▶ [Provided text]
=====

Use the Trapezoidal Rule, the Midpoint Rule, and Simpson's Rule to approximate the given integral with the specified value of n.

Otrada [13]

I guess the "5" is supposed to represent the integral sign?

$I=\displaystyle\int_1^4\ln t\,\mathrm dt$

With $n=10$ subintervals, we split up the domain of integration as

[1, 13/10], [13/10, 8/5], [8/5, 19/10], ... , [37/10, 4]

For each rule, it will help to have a sequence that determines the end points of each subinterval. This is easily, since they form arithmetic sequences. Left endpoints are generated according to

$\ell_i=1+\dfrac{3(i-1)}{10}$

and right endpoints are given by

$r_i=1+\dfrac{3i}{10}$

where $1\le i\le10$ .

=====

▶ [Material provided]
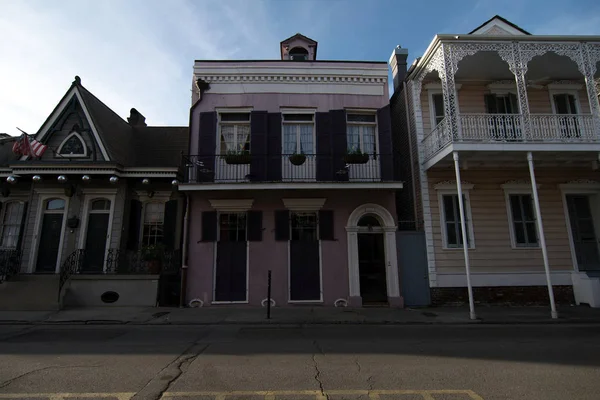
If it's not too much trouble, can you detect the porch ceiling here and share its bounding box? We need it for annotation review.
[450,51,583,83]
[430,151,600,169]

=====

▶ [What you will do] Revise the passage on approximating the integral, starting with "[1, 13/10], [13/10, 8/5], [8/5, 19/10], ..." and going on through "where $1\le i\le10$ .", putting "linear sequences" in place of "arithmetic sequences". The material bears no relation to the passage on approximating the integral.

▶ [The solution]
[1, 13/10], [13/10, 8/5], [8/5, 19/10], ... , [37/10, 4]

For each rule, it will help to have a sequence that determines the end points of each subinterval. This is easily, since they form linear sequences. Left endpoints are generated according to

$\ell_i=1+\dfrac{3(i-1)}{10}$

and right endpoints are given by

$r_i=1+\dfrac{3i}{10}$

where $1\le i\le10$ .